*What is required:* Reproduce verbatim the rows from the line containing "Note to the class: indicate the dog in" through the end of the rows, including both the first and last lines.

Location annotation dataset rows
* * *
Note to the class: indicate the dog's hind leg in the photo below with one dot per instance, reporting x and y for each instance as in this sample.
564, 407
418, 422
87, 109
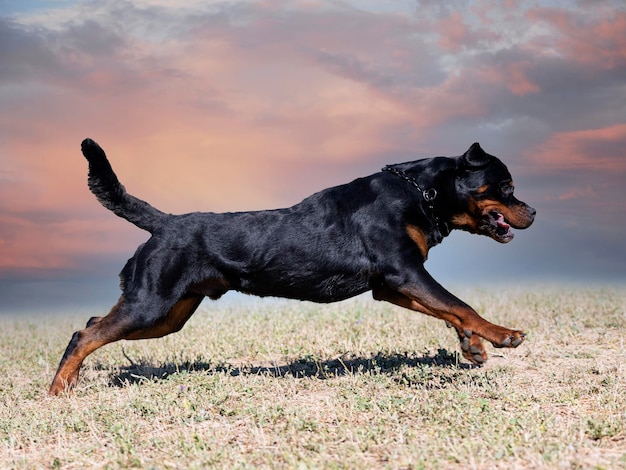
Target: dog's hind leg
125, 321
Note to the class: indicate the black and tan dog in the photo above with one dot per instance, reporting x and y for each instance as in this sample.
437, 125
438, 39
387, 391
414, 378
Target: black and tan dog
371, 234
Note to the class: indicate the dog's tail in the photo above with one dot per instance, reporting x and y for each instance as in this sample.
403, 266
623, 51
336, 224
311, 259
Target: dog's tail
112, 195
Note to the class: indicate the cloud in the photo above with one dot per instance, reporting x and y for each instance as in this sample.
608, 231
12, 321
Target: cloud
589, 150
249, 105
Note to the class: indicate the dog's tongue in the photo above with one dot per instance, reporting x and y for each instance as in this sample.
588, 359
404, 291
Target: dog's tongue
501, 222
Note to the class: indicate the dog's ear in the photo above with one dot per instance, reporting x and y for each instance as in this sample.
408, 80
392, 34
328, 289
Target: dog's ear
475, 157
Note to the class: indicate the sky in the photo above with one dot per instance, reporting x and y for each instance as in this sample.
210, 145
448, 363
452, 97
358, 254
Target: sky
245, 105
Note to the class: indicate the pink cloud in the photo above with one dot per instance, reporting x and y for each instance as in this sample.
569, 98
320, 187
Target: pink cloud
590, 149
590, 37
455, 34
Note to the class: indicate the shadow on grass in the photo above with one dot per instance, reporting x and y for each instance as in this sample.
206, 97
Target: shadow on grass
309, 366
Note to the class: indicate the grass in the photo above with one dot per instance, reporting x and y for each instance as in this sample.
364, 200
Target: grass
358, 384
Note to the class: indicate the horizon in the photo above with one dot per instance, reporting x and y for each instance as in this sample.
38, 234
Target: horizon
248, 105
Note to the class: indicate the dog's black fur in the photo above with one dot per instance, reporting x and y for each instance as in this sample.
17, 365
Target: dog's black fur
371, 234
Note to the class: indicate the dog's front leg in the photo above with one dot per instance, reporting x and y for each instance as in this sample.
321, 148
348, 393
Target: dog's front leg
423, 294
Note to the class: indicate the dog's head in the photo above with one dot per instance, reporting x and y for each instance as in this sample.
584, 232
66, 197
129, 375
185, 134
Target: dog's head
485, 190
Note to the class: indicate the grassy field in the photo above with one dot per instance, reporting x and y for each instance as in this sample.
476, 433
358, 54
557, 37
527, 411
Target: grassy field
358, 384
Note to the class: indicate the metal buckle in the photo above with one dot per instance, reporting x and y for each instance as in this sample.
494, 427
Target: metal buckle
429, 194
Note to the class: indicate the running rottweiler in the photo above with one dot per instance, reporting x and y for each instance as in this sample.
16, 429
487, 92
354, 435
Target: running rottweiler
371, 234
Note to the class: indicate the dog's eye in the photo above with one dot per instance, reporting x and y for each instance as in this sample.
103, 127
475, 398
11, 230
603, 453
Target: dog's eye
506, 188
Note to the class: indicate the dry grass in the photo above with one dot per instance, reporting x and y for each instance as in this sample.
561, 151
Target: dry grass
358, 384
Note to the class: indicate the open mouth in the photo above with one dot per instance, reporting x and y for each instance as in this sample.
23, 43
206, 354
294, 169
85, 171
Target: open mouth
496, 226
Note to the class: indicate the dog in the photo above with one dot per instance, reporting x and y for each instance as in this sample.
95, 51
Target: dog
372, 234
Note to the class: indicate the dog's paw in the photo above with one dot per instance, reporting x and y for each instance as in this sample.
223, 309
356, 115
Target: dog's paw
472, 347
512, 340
* * *
*Exercise response:*
Note to the class: indicate the dog in the photo above with one dot per instance, reporting x and y for each instance as in this sample.
95, 51
Target: dog
372, 234
Note to the class: indicate the dog's paw in the photo above with one dot per instance, reporting x and y for each instance as in this sample.
223, 309
356, 115
Target: dog's paw
472, 347
512, 340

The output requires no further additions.